Exercise — Please start at the line that has "Where can the green leaf" and go through the end of the records, giving those lines again with "Indicate each instance with a point" swapped for "Place a point on each instance" and everything else unchanged. Give back only those lines.

:: Given entries ::

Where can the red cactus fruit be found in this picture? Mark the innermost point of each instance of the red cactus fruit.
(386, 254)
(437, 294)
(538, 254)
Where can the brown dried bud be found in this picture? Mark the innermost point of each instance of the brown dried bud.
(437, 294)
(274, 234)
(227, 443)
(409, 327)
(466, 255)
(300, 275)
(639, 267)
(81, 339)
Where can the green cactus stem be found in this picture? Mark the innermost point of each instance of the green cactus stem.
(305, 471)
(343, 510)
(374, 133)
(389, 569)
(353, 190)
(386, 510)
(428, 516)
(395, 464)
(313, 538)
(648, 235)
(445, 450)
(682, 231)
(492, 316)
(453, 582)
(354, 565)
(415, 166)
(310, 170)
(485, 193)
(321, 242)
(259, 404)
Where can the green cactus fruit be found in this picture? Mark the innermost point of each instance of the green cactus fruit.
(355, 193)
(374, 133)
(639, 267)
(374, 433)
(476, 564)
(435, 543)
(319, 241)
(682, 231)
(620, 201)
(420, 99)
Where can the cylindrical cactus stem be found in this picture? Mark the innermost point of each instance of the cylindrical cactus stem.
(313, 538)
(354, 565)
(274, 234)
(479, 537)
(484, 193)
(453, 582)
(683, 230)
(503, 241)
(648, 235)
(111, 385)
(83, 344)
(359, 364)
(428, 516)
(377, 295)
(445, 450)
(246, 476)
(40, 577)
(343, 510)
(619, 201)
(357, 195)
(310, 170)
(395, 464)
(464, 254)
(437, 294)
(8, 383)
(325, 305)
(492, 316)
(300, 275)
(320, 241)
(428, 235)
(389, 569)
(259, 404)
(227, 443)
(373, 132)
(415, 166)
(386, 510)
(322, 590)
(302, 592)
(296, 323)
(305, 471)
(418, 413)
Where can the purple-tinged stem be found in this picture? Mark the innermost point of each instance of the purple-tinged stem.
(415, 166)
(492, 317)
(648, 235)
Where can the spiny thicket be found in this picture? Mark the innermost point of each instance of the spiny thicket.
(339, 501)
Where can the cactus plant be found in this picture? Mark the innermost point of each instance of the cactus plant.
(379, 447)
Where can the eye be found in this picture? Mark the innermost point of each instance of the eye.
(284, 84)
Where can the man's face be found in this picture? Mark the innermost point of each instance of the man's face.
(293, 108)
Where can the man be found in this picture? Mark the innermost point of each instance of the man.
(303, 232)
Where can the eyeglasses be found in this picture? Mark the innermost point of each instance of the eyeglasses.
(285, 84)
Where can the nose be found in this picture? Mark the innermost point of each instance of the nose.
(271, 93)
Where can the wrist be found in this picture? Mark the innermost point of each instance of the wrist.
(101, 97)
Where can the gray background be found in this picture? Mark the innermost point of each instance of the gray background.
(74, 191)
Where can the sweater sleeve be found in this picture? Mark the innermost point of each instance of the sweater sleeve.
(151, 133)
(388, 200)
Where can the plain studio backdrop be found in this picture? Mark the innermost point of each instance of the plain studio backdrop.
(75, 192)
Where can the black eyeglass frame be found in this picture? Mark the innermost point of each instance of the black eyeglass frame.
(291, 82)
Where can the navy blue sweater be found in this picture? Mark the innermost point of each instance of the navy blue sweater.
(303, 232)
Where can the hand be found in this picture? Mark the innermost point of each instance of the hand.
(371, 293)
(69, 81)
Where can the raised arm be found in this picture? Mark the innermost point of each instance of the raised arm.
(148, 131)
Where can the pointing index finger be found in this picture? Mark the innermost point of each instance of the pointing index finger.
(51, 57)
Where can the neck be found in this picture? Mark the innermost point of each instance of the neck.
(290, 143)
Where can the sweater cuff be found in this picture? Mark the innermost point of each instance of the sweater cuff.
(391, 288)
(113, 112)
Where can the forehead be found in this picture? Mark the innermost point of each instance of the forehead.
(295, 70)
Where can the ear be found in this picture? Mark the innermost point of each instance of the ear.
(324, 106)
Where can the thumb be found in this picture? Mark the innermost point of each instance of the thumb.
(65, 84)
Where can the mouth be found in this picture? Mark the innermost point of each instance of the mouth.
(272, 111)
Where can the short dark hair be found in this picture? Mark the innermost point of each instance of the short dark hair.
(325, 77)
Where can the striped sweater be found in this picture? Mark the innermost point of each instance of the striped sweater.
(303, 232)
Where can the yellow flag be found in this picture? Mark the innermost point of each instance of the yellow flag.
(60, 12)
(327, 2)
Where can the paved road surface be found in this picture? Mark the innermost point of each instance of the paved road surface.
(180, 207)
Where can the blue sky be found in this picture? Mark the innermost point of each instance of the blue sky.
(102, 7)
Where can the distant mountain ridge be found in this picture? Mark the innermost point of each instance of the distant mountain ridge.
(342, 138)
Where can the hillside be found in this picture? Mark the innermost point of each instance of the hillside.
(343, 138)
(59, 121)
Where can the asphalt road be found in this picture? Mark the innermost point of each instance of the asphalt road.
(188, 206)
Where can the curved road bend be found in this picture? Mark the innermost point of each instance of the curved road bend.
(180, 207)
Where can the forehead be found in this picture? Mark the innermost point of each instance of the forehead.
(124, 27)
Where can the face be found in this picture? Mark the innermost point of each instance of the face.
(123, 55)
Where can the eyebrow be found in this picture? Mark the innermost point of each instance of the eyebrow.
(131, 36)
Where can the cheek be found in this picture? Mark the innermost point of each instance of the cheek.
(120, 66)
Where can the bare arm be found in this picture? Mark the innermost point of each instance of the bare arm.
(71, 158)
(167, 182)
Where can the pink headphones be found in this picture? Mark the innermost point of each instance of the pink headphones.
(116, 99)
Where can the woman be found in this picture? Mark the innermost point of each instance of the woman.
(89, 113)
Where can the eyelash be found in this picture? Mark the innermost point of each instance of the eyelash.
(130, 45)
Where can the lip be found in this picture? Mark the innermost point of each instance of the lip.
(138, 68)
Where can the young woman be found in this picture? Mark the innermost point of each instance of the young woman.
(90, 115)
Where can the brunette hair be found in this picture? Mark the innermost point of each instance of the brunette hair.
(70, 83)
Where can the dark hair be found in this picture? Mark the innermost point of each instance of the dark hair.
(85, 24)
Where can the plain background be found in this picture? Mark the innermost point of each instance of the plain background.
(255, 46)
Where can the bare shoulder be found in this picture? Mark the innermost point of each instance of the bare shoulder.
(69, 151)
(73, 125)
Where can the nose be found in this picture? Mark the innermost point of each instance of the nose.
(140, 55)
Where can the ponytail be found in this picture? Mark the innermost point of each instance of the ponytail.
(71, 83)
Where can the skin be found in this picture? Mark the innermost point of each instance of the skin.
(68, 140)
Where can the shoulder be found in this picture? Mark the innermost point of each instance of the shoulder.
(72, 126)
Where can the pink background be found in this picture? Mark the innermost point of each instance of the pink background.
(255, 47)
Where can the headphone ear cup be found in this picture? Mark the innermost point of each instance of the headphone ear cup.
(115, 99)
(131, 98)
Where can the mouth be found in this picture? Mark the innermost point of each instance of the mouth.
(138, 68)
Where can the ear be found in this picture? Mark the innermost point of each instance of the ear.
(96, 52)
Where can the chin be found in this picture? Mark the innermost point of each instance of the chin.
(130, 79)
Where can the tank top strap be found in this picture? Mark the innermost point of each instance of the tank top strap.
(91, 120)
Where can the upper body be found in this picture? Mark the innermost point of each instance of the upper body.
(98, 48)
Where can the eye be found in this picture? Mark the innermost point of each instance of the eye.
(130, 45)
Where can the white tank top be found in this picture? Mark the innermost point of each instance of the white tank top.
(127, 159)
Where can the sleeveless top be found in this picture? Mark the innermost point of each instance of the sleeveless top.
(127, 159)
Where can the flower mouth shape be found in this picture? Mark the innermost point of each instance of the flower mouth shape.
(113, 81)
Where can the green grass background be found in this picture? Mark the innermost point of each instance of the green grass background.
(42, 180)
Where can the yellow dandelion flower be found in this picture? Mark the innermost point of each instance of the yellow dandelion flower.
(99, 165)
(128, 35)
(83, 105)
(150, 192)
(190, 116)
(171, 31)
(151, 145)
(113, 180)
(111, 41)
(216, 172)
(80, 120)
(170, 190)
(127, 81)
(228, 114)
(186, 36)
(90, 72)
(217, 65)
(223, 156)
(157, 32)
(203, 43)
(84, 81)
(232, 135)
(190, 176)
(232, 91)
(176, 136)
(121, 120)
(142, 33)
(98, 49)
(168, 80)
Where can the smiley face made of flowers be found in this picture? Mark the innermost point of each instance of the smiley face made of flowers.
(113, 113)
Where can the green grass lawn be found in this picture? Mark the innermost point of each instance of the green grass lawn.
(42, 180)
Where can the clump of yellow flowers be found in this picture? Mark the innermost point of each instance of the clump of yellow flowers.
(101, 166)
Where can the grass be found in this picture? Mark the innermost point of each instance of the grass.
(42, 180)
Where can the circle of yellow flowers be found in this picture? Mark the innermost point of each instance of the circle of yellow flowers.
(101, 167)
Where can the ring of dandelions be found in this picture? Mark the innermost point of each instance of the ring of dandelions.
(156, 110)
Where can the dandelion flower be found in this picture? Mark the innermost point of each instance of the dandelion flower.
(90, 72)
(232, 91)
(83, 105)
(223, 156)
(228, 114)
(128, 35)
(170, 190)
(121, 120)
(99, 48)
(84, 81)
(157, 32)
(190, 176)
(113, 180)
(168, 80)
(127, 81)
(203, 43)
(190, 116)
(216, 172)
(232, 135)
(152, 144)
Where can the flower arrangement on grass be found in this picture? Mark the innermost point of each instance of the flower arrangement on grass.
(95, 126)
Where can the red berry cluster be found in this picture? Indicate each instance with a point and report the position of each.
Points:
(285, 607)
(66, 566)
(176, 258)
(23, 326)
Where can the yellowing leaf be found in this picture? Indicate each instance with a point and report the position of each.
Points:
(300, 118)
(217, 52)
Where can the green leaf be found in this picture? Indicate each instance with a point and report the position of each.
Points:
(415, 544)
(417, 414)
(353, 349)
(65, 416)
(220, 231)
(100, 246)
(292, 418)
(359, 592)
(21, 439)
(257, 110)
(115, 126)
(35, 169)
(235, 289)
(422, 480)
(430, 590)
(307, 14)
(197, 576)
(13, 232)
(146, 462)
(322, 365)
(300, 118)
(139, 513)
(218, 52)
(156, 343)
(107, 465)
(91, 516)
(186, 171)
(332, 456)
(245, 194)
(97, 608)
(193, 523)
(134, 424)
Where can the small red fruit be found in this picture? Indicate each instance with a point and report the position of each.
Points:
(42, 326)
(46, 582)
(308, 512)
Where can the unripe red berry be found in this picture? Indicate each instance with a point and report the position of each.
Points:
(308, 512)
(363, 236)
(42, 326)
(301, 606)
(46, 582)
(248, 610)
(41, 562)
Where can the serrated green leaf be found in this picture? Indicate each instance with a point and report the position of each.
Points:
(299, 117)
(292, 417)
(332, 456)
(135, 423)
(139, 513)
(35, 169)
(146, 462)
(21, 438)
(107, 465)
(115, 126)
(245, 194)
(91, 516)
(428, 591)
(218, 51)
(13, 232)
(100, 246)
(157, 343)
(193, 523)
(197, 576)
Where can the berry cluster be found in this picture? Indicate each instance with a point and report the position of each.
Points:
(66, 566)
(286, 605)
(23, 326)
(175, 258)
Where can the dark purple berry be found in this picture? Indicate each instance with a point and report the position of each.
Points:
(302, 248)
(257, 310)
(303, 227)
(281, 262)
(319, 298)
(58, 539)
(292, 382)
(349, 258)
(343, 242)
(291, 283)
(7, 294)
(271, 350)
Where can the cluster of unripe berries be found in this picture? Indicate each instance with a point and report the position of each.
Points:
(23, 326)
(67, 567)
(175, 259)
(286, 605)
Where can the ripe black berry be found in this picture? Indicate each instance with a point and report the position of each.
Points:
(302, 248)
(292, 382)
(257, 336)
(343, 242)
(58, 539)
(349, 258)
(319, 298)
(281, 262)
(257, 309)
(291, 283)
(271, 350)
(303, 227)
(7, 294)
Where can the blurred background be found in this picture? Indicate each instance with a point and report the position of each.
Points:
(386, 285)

:::

Written answer —
Where can the green leaf be found in this picture? Place a point on each instance and report the position of each.
Points:
(415, 544)
(417, 414)
(353, 349)
(65, 416)
(220, 231)
(100, 246)
(292, 418)
(359, 592)
(21, 439)
(257, 110)
(115, 126)
(35, 169)
(235, 289)
(422, 480)
(430, 590)
(307, 14)
(197, 576)
(13, 232)
(146, 462)
(322, 365)
(300, 118)
(139, 513)
(218, 52)
(156, 343)
(107, 465)
(91, 516)
(186, 171)
(332, 456)
(245, 194)
(97, 608)
(193, 523)
(134, 424)
Where can the small red fruit be found in this picture? Place a point on each instance and report the position of each.
Points:
(42, 326)
(46, 582)
(308, 512)
Where can the unripe red berry be found in this picture? Place a point on each instance and report the position of each.
Points:
(308, 512)
(363, 236)
(42, 326)
(301, 606)
(46, 582)
(248, 610)
(41, 562)
Where can the serrated green leaf be found in this picture? Place a point on each instance and report the position of each.
Points:
(299, 117)
(292, 417)
(332, 456)
(135, 423)
(139, 513)
(35, 169)
(146, 462)
(21, 438)
(107, 465)
(115, 126)
(245, 194)
(91, 516)
(428, 591)
(218, 51)
(13, 232)
(100, 246)
(157, 343)
(193, 523)
(197, 576)
Where can the berry cluster be found in this picture? Place a point on each instance and report the position of each.
Points:
(66, 566)
(286, 605)
(23, 326)
(175, 258)
Where can the dark purple berry be found in this picture? Place a point on each instance and report the position of each.
Points:
(302, 248)
(257, 310)
(303, 227)
(281, 262)
(319, 298)
(58, 539)
(292, 382)
(349, 258)
(343, 242)
(291, 283)
(7, 294)
(271, 350)
Where can the cluster of unripe berries be found in this picture? Place a point on each instance and report the position of each.
Points:
(23, 326)
(67, 567)
(175, 259)
(286, 605)
Where can the ripe black berry be found in this picture? Place a point on each instance and report the position of each.
Points:
(302, 248)
(292, 382)
(257, 336)
(343, 242)
(58, 539)
(349, 258)
(319, 298)
(281, 262)
(257, 309)
(291, 283)
(271, 350)
(303, 227)
(7, 294)
Where can the blurred background be found in this picture? Place a point on each instance and report the position of each.
Points:
(386, 285)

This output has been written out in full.